- **Exercise tasks**
#1 In the comments on image hosting below, what monthly price does Dreamhost charge for 2.7 terabytes of bandwidth?
#2 How many lines of the entries below contain the string "carport"? Tally them and reply with the number alone.

- **Page**
— Begin —

Posted by Jeff Atwood
Dreamhost (for $9.99/month) gives me 2.7 TERAbytes of bandwidth, and 233 GIGAbytes of disk space.
I hate to say you get what you pay for, but I'm a Dreamhost customer and their downtime has me in a bit of a funk about recommending them for anything lately.
FYI, S3 account page update. This is with only 4 images public (images from the last 3 posts)
$0.02 with 0.063 GB served
$0.37 with 1.806 GB served
I think I'll be using a mixture of imageshack.us for older posts, and amazon S3 for newer posts that need more bandwidth than the 100 MB / hour limit of imageshack.us.
So you going to give him a bit of money for his obviously hard work :)
I'm sold, but you forgot to include your Amazon referrer code in the links to make some of those hosting costs back. :)
BTW, I'd love to see the result of these mods on your general traffic profile after a week or two.
Awesome write up, I'm inspired to move my images to Amazon S3 servers also. I didn't know Amazon.com prices were so cheap and I bet they will only get cheaper.
I'm thinking of doing a online backup of my computer also since it is so cheap. Doesn't anybody else do this already?
If you use Amazon's S3 service, make sure you absolutely create a cname that points to their domain (as mentioned a few posts up). Otherwise, you'll have adblockers and other spam plugins ignore your images because they're coming from a domain other than codinghorror.com
"There's no concept of folders in S3. You can only emulate folder structures by adding Objects with tricky names like subfolder/myfile.txt. And you can't rename Buckets or Objects, as far as I can tell."

— End —

Point placement entries:

— Begin —

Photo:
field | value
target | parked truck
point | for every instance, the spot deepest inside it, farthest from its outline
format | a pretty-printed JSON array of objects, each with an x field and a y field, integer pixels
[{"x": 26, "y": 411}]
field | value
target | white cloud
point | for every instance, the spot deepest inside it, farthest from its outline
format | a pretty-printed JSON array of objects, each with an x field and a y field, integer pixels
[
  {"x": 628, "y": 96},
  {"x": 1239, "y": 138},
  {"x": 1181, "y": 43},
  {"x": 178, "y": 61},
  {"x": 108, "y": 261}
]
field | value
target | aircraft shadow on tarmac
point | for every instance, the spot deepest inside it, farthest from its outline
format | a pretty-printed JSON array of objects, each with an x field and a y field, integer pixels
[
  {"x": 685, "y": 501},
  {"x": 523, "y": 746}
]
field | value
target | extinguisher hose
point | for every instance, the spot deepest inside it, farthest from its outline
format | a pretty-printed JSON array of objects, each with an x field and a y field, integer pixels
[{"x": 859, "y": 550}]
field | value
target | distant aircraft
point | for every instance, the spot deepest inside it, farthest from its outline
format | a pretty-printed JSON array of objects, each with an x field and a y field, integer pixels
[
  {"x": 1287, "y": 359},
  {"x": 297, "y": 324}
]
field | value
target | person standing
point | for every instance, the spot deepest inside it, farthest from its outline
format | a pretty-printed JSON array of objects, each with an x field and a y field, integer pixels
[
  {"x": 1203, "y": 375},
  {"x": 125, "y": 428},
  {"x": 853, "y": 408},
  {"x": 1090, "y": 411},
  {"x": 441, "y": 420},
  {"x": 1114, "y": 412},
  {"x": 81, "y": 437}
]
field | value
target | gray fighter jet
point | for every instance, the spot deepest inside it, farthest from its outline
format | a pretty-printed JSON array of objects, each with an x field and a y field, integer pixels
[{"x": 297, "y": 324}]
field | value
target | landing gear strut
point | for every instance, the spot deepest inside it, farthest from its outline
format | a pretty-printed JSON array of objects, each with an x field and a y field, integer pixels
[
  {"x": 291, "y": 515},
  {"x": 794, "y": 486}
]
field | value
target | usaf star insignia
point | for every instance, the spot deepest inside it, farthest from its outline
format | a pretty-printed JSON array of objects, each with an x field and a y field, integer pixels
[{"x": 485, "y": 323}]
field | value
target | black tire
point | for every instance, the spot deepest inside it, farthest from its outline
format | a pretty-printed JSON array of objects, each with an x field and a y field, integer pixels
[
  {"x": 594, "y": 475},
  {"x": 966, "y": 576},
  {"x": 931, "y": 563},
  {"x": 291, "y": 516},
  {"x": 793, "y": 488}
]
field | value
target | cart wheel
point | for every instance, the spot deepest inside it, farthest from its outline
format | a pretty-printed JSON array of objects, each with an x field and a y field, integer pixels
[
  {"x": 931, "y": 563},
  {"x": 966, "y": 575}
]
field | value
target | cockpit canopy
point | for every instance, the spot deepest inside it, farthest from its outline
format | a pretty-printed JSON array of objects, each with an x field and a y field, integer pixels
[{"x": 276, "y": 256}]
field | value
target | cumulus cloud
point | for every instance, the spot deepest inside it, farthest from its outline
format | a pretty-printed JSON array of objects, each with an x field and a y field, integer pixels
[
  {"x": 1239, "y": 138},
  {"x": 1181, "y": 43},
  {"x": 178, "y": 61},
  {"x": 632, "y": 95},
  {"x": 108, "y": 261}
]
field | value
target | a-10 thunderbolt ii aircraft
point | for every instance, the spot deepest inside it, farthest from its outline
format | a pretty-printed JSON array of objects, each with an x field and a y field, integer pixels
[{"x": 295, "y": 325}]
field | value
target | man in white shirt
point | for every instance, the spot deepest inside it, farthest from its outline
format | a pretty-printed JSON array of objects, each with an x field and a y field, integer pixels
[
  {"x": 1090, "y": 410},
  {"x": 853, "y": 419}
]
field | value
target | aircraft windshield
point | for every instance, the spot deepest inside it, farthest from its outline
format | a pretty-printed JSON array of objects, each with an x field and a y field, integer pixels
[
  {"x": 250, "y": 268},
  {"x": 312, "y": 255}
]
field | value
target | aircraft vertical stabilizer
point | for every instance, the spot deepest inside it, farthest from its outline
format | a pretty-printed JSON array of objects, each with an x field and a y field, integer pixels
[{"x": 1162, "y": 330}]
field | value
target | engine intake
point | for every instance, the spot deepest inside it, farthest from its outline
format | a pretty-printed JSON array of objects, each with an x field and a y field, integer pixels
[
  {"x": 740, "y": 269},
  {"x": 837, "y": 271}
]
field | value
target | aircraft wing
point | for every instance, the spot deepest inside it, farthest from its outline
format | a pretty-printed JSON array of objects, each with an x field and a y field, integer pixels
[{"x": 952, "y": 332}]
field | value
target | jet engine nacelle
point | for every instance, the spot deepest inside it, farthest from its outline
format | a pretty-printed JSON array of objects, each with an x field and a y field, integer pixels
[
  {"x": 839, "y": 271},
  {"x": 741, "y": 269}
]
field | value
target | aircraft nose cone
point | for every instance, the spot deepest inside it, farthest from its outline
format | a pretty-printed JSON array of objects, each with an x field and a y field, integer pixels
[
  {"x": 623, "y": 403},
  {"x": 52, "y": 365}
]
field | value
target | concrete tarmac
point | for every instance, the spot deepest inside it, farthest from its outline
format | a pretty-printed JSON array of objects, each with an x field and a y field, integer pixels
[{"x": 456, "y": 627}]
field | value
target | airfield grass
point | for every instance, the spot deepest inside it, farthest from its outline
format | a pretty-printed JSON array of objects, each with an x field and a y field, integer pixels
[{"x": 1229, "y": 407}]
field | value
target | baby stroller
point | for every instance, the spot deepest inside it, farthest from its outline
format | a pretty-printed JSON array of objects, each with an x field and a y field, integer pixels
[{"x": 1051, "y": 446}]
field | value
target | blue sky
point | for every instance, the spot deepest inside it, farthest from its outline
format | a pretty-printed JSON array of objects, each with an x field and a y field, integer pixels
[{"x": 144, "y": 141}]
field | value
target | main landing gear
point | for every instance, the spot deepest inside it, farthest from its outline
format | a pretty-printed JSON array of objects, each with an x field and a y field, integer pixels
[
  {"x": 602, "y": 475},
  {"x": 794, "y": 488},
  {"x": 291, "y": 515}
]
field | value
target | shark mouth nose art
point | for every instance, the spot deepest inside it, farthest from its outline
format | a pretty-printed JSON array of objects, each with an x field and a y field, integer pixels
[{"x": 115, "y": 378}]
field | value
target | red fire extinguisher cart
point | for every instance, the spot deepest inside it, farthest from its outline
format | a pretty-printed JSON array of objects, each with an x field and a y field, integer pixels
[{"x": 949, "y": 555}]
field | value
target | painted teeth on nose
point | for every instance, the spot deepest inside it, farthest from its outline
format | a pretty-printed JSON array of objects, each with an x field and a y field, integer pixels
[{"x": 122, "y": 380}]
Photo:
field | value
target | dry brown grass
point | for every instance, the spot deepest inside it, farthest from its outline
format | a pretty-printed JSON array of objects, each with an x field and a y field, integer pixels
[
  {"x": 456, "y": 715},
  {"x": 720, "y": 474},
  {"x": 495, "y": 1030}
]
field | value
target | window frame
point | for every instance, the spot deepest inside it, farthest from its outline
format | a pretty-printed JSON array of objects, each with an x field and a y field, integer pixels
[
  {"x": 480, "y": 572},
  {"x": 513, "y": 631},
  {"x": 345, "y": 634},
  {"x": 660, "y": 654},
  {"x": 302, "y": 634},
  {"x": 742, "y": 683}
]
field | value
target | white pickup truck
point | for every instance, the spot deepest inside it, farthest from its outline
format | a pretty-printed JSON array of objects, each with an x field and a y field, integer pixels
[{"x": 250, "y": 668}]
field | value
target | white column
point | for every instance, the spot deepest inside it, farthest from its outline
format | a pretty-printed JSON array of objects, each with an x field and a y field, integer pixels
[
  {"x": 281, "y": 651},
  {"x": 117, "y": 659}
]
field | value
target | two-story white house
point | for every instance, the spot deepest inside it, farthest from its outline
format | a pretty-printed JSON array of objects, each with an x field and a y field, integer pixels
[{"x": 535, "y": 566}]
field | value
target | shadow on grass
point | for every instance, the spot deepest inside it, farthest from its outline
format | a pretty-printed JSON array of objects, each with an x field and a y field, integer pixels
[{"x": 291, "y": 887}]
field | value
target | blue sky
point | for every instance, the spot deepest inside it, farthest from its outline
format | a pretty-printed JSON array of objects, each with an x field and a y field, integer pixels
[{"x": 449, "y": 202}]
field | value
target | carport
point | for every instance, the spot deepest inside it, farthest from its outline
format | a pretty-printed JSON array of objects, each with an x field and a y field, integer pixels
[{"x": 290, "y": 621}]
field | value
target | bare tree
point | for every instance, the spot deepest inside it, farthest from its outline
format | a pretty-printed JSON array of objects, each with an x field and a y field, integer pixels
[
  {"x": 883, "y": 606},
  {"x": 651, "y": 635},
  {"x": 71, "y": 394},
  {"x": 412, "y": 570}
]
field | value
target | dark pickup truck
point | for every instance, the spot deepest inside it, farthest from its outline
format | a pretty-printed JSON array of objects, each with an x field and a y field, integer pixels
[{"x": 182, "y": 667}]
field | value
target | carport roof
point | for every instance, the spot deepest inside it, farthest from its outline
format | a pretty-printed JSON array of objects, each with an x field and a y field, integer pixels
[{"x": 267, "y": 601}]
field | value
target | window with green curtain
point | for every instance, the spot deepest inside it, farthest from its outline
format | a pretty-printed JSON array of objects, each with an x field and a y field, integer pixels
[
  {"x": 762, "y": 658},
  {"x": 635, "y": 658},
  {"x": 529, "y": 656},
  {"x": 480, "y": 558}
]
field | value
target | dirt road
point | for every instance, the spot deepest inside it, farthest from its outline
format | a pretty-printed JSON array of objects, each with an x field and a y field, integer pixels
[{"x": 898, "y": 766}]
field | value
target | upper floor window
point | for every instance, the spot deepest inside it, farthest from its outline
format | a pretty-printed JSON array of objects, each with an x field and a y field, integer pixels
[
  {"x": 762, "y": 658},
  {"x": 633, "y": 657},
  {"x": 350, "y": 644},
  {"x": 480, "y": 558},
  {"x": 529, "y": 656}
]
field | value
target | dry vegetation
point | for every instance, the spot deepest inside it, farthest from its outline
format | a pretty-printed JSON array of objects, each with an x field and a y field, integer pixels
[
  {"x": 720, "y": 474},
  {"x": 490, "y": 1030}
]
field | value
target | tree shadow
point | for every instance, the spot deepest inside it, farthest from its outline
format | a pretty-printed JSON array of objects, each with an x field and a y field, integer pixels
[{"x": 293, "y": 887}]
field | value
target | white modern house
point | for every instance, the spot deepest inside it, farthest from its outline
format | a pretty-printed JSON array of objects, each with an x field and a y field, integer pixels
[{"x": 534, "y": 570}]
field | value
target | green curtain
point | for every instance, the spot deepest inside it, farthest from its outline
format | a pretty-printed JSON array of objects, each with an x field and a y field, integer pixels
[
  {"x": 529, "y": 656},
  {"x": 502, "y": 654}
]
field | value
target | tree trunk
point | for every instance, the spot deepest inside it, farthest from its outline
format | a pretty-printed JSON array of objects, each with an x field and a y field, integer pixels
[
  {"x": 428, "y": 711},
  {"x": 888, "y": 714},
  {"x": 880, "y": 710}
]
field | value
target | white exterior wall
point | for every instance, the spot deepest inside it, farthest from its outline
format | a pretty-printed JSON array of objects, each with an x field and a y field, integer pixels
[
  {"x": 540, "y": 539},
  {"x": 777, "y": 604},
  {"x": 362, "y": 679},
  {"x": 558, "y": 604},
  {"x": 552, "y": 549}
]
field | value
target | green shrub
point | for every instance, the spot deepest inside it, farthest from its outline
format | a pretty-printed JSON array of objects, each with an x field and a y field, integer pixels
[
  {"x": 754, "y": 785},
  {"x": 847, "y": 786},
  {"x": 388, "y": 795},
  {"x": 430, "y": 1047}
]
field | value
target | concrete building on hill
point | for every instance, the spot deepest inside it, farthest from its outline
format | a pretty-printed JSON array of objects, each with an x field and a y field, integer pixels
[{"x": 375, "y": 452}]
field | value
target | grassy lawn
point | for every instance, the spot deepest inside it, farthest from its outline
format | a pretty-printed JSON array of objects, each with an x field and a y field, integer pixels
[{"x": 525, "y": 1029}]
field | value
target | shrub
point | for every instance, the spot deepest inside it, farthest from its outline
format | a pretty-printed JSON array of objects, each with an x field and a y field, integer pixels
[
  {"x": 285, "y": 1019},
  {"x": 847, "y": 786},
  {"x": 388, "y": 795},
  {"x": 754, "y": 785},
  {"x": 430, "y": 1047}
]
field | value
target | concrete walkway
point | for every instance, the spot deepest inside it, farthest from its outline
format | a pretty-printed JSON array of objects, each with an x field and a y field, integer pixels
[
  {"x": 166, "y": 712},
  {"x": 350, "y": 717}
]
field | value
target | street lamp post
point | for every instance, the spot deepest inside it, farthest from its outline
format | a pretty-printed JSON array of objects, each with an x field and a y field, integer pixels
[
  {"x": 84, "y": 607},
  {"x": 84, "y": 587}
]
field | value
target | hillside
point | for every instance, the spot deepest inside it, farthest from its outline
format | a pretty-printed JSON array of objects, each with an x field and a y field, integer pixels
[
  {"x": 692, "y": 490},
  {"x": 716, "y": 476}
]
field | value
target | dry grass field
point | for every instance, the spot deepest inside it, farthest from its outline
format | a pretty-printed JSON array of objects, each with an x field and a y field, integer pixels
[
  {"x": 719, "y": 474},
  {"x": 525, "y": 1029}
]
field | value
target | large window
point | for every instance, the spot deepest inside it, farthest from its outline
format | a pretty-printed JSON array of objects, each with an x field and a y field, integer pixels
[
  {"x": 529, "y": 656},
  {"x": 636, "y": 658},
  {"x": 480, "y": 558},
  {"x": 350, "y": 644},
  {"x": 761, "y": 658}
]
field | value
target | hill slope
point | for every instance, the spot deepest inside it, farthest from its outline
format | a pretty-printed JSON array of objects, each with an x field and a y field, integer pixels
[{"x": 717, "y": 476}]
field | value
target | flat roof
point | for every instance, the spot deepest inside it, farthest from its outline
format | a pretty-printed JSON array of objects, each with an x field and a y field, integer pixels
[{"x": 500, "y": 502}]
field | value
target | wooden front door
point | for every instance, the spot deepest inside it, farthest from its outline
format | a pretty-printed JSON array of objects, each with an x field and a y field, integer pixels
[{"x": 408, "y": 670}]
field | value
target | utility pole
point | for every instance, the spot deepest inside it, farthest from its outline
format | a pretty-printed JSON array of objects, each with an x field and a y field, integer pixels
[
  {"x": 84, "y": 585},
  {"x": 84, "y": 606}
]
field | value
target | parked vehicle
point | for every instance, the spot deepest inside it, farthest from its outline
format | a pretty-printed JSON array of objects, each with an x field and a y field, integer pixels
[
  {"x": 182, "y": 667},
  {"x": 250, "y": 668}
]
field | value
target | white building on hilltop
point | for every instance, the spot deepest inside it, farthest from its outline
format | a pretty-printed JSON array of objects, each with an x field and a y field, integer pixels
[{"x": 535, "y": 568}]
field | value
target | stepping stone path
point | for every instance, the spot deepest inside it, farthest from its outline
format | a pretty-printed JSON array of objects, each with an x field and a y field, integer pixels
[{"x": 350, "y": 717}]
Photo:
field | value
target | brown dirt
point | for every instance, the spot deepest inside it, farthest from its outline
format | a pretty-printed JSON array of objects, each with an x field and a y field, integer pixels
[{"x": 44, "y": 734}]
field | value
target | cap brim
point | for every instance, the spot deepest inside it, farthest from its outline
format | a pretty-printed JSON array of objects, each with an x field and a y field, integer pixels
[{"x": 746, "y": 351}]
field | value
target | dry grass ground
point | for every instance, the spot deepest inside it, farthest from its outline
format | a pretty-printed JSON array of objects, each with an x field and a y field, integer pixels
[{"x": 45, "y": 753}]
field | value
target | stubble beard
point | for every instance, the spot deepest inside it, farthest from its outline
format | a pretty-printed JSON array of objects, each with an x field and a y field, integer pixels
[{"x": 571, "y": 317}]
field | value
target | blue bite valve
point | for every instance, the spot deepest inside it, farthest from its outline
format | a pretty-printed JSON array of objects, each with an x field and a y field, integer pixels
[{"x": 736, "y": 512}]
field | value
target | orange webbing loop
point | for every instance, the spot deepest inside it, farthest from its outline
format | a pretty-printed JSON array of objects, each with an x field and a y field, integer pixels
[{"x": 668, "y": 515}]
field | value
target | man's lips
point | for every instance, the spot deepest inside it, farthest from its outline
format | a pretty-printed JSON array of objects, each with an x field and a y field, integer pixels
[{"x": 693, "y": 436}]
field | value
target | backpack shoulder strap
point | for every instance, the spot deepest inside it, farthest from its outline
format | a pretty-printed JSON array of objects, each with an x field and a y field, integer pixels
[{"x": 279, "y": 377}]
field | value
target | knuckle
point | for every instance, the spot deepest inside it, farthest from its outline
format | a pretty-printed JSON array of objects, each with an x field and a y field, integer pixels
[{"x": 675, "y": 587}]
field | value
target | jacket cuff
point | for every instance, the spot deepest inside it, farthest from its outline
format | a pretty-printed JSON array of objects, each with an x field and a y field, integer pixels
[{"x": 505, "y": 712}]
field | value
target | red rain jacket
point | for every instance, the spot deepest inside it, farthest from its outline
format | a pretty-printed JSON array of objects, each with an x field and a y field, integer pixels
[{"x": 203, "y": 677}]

— End —

- **Outputs for the tasks**
#1 $9.99 per month.

#2 2